■ WHAT YOU ARE ASKED TO DO ■
Filter these entries so that only lines with the word "target" remain.

Segment Start: PROVIDED RECORDS

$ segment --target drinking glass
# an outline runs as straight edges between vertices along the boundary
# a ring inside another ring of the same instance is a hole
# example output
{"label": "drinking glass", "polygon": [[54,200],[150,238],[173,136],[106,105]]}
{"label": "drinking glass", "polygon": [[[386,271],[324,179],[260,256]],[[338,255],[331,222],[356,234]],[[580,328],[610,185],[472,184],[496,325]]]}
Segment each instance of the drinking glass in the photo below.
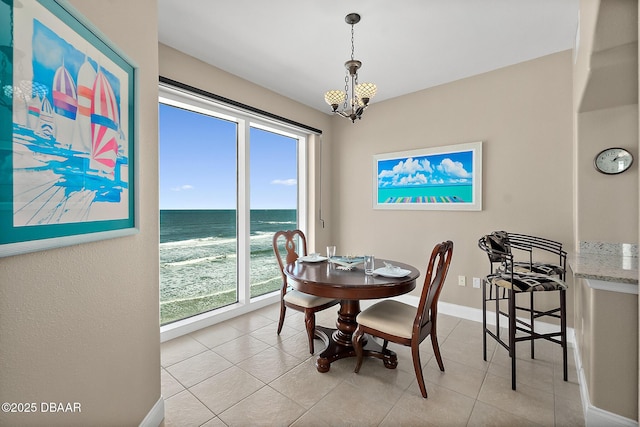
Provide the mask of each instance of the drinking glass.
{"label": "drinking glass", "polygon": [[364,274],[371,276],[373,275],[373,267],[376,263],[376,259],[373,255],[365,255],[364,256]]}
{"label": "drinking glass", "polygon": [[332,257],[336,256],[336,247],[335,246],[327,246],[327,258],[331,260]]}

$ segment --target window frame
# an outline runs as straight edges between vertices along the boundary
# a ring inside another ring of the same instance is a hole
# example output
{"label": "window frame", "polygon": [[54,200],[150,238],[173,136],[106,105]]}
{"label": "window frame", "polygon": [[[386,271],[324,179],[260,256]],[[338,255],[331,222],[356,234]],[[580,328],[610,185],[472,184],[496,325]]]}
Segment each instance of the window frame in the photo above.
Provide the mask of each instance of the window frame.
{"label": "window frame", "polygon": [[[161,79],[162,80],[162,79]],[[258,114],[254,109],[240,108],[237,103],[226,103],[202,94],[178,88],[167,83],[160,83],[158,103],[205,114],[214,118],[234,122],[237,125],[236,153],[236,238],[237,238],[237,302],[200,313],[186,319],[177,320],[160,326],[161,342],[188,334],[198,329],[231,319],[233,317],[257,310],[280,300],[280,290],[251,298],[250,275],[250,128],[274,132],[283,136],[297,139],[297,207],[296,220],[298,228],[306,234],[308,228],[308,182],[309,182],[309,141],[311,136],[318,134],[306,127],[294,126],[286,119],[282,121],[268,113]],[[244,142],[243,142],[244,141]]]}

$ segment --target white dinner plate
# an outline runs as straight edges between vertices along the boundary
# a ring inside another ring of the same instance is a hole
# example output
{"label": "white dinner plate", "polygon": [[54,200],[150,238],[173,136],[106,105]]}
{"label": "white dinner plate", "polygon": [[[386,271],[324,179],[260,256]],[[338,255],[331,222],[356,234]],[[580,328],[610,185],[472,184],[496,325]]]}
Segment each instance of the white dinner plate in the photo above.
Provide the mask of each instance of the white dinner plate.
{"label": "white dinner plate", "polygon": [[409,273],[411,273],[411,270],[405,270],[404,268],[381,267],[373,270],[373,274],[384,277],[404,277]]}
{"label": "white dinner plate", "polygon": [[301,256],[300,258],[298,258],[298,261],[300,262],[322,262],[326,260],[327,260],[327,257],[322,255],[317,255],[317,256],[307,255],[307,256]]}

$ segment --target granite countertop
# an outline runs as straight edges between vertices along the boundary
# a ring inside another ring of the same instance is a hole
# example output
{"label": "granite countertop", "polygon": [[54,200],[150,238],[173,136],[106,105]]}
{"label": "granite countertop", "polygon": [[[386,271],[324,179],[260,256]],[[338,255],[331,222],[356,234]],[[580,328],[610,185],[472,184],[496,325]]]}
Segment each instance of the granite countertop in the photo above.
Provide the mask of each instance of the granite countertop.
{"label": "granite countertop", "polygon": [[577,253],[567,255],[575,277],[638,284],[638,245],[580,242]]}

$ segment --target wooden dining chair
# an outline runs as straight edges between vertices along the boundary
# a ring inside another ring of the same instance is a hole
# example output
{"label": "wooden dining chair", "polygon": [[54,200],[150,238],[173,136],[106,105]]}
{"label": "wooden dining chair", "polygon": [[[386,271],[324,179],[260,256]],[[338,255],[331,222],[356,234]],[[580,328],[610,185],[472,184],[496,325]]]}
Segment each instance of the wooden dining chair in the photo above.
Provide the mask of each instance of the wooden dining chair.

Segment End: PROVIDED RECORDS

■ SOLUTION TO THIS PROBLEM ■
$ segment --target drinking glass
$ segment --target window frame
$ segment --target white dinner plate
$ segment --target granite countertop
$ segment --target wooden dining chair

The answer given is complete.